** START OF EXERCISE INPUTS **

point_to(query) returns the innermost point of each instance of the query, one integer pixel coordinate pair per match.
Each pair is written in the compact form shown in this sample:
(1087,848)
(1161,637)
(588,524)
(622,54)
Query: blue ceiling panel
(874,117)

** END OF EXERCISE INPUTS **

TASK REQUIREMENTS:
Transcribe all of the entries above without changing a single character.

PROBLEM SOLUTION:
point_to(query) returns the innermost point of each instance of the query, one integer pixel coordinate pair per match.
Each pair is written in the compact form shown in this sample:
(1087,848)
(1161,637)
(588,524)
(622,54)
Query: blue ceiling panel
(874,117)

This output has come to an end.